■ Aim of the exercise
For the word "verge", work out how many lines in the records below contain it and state that count alone.

■ Working data
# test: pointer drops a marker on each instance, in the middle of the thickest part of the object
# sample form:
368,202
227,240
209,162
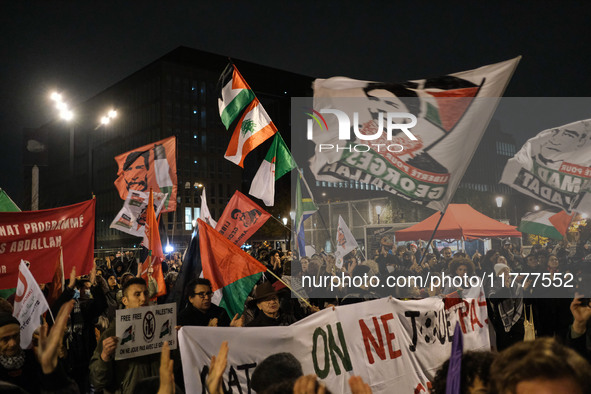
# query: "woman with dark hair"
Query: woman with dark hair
488,262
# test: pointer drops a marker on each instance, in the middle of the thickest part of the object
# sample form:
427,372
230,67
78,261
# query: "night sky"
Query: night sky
81,49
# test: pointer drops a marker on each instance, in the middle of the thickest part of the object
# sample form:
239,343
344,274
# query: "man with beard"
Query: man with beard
80,339
17,366
121,376
135,170
200,311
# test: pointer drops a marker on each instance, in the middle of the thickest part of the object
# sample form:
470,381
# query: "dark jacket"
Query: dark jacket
582,343
120,376
191,316
262,320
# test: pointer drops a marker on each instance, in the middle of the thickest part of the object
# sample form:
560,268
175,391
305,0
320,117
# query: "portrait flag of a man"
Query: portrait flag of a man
555,167
151,166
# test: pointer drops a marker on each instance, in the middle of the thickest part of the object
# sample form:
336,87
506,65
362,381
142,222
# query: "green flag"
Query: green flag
6,203
277,163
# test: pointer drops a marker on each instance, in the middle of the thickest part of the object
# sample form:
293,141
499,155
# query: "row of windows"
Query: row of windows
475,186
505,149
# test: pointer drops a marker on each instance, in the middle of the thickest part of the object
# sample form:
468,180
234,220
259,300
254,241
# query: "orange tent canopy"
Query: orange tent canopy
460,221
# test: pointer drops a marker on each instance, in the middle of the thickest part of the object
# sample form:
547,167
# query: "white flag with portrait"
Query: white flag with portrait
29,304
555,167
346,242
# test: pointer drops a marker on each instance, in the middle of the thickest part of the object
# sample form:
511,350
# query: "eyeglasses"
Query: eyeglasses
204,294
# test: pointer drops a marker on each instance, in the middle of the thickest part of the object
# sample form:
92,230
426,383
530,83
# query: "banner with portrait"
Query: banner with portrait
241,219
554,167
132,217
151,166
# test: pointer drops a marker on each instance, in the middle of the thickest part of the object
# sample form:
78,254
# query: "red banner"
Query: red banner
241,219
36,236
151,166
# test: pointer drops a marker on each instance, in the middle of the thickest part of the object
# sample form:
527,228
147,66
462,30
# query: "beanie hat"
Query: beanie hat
499,267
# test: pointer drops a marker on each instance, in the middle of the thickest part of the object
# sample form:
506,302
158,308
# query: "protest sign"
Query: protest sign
241,219
132,217
144,330
37,236
388,342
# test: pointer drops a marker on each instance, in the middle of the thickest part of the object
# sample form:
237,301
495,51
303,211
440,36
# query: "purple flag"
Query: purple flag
454,372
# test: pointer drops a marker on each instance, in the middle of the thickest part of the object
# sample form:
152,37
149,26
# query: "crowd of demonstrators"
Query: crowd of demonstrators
86,353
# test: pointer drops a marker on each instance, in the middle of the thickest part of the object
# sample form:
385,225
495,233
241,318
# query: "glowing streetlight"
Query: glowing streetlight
106,119
499,201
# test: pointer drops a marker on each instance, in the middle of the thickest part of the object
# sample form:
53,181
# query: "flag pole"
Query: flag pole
326,229
290,288
433,234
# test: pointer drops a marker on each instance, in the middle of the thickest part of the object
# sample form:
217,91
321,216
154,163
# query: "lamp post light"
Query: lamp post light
66,114
284,220
499,201
105,120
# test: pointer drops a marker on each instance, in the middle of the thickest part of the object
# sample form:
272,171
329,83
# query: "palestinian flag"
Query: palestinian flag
165,329
128,335
242,112
546,223
6,203
277,163
232,272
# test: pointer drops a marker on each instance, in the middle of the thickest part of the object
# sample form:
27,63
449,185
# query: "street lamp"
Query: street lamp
284,219
66,114
499,201
378,212
105,120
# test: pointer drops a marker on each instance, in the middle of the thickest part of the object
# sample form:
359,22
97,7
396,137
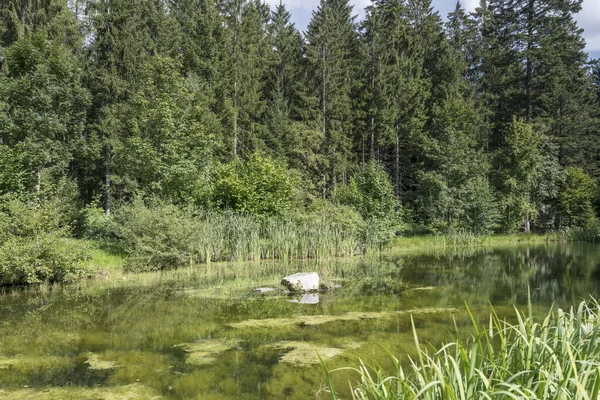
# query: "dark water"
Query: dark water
203,334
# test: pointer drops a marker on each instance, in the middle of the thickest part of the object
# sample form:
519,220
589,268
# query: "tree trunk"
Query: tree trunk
107,182
397,164
529,66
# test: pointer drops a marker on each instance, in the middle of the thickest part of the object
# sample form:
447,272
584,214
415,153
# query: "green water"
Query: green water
203,334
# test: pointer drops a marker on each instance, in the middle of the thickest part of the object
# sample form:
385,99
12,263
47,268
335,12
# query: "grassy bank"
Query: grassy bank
110,261
556,358
448,241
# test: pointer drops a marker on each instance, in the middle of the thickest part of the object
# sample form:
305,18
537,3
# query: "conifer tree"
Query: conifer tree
332,51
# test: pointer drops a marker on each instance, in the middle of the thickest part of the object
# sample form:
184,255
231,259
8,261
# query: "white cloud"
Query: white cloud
588,18
469,4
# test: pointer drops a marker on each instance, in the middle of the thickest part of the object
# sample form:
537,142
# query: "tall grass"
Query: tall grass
165,236
558,358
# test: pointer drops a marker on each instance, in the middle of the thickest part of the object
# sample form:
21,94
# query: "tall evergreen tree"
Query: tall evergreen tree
332,51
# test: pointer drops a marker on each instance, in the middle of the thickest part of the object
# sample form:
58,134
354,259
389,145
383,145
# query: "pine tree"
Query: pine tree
43,115
332,51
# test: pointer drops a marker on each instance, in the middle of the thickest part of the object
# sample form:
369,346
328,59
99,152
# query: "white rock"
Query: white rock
302,282
307,298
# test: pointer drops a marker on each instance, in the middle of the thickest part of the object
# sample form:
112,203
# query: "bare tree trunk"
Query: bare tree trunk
38,181
397,164
23,11
529,66
107,182
235,87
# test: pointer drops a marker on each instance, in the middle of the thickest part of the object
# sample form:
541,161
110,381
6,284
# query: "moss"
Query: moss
128,392
206,352
314,320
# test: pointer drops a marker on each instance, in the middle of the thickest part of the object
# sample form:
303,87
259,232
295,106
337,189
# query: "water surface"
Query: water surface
203,334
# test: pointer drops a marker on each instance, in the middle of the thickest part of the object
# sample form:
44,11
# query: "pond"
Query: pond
203,333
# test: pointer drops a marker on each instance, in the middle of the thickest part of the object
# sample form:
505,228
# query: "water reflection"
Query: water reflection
306,298
178,336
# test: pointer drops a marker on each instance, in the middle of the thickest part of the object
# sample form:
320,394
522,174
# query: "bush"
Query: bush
45,258
371,193
161,236
257,185
97,225
35,247
157,237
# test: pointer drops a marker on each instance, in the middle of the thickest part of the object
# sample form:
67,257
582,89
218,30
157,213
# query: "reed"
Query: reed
167,237
557,358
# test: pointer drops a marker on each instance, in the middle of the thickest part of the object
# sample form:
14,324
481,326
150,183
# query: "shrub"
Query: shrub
34,246
45,258
97,225
157,237
161,236
371,193
257,186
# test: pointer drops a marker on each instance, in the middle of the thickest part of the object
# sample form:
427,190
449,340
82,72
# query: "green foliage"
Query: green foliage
256,185
525,360
162,236
170,139
520,162
34,247
371,193
13,179
575,199
96,224
158,237
45,118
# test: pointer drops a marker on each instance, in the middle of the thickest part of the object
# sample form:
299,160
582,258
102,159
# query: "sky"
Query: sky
588,18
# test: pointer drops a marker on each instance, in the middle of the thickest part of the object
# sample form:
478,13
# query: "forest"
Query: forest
191,131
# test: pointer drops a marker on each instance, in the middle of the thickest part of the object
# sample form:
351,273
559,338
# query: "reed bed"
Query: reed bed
169,237
237,237
558,358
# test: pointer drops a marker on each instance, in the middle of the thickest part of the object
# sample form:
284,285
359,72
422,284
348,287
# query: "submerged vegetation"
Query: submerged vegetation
555,358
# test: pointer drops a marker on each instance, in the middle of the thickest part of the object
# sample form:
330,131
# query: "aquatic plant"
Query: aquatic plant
557,358
162,236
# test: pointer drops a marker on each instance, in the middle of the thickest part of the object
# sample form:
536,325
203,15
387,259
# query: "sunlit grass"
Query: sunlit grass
420,243
557,358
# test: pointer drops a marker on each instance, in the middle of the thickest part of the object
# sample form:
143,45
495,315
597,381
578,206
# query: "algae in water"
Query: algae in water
314,320
206,352
305,354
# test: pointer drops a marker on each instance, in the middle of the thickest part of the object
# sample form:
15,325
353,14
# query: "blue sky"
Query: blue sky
589,18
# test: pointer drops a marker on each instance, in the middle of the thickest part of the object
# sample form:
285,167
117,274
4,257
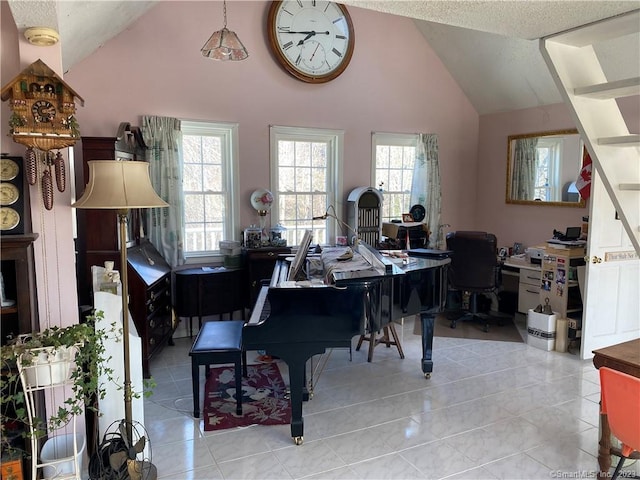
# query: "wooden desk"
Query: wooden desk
209,291
623,357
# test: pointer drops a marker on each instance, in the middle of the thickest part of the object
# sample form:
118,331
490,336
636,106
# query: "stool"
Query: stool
389,337
216,343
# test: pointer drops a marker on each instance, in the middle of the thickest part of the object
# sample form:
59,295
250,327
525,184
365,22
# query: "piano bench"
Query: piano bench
389,337
217,342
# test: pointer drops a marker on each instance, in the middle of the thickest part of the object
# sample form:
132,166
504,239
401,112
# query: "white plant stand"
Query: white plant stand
49,373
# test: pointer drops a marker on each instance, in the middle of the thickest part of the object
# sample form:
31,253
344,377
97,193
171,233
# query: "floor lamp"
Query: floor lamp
121,186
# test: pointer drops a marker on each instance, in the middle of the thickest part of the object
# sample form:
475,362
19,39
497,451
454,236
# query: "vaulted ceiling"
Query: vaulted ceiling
490,47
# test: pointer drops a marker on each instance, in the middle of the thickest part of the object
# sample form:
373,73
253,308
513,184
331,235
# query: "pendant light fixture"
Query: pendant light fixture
224,44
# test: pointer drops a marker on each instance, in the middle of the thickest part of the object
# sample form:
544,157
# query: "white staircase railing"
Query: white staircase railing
581,79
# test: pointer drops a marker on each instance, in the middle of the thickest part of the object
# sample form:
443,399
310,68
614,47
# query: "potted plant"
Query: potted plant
74,355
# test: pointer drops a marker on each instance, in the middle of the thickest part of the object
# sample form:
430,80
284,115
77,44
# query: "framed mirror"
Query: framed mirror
542,168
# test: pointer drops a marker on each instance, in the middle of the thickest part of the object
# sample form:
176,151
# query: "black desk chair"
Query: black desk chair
474,269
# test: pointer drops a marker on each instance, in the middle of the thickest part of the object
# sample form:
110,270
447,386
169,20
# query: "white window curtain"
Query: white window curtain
425,187
523,180
165,225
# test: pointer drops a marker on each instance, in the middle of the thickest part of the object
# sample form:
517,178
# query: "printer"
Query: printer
535,254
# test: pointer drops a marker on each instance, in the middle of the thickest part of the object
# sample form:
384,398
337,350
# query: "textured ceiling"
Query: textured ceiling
490,47
519,19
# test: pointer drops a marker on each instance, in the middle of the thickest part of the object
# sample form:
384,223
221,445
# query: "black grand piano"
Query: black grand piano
296,319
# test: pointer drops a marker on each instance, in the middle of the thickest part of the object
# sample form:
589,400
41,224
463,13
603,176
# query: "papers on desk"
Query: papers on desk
555,243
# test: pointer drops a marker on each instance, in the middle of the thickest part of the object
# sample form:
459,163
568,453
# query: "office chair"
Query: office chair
473,269
620,402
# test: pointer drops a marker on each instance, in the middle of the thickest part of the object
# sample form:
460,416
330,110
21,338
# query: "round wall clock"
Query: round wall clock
312,40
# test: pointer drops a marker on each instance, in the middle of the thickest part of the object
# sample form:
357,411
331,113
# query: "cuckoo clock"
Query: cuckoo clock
43,108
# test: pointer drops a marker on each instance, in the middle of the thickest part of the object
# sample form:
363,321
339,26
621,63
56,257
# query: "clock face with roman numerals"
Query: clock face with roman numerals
312,39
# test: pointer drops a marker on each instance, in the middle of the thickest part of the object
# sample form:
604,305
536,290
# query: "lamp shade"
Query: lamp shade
119,185
224,45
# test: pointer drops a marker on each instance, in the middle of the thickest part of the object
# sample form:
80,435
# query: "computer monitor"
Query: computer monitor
297,266
573,233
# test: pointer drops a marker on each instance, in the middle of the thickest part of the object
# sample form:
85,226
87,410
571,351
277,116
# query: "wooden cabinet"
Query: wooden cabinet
18,274
98,237
150,300
260,263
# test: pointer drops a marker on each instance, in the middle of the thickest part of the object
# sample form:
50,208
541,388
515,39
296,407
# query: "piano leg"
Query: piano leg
427,319
296,384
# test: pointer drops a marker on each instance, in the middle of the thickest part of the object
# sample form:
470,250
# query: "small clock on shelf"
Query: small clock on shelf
14,201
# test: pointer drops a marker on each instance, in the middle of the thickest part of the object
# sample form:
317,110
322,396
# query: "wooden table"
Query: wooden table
623,357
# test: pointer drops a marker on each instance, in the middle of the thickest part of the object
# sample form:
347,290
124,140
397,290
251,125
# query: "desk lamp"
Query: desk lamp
121,186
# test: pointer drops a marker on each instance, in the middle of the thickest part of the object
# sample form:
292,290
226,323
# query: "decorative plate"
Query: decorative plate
262,199
418,212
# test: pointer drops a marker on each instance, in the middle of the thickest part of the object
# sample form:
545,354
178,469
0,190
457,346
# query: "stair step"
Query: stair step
597,32
621,141
617,89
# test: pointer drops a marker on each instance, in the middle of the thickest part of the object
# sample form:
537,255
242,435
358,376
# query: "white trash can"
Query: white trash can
58,453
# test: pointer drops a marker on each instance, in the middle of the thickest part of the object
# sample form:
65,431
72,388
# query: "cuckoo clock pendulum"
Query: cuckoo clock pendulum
42,119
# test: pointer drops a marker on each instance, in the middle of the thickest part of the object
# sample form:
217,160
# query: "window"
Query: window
305,163
548,151
393,158
210,163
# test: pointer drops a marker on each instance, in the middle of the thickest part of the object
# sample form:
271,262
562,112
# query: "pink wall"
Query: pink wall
156,68
528,224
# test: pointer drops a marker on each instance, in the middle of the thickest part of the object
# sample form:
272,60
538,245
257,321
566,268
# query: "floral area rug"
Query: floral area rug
263,398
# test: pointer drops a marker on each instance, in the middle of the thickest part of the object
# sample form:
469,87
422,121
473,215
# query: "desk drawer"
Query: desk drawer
530,277
528,297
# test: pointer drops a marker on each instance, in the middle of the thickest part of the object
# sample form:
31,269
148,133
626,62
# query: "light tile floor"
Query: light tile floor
491,410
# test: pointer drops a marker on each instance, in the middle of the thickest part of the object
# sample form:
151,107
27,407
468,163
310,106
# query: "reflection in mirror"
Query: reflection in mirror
542,168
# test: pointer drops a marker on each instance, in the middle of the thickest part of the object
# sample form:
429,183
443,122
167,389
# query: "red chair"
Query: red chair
620,401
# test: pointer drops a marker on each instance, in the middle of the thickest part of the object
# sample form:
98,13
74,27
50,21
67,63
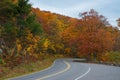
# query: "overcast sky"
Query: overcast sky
108,8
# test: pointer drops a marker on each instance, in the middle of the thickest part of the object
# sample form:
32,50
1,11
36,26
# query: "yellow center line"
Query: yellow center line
54,74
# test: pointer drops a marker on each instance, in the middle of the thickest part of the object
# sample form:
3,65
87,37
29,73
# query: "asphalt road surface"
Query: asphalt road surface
68,69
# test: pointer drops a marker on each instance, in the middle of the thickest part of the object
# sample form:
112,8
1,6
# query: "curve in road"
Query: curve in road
67,69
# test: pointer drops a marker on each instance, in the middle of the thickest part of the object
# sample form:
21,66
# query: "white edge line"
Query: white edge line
33,72
84,74
54,74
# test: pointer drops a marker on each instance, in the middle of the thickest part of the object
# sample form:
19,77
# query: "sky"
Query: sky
108,8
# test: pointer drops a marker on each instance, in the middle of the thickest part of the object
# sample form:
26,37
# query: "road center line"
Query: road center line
83,74
54,74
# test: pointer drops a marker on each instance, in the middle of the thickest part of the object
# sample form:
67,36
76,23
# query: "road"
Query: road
68,69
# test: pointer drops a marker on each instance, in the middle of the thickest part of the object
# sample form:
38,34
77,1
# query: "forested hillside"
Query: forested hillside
28,34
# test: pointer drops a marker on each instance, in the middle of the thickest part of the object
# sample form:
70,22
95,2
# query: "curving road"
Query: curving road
68,69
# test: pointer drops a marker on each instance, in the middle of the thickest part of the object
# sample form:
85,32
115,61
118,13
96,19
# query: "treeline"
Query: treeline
29,34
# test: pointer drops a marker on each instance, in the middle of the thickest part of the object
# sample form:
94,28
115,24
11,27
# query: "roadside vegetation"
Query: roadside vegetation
31,38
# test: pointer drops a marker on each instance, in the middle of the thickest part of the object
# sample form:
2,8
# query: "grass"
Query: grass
27,68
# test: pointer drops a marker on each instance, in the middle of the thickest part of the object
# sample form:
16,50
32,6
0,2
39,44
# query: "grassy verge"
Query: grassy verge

■ Result for this exercise
2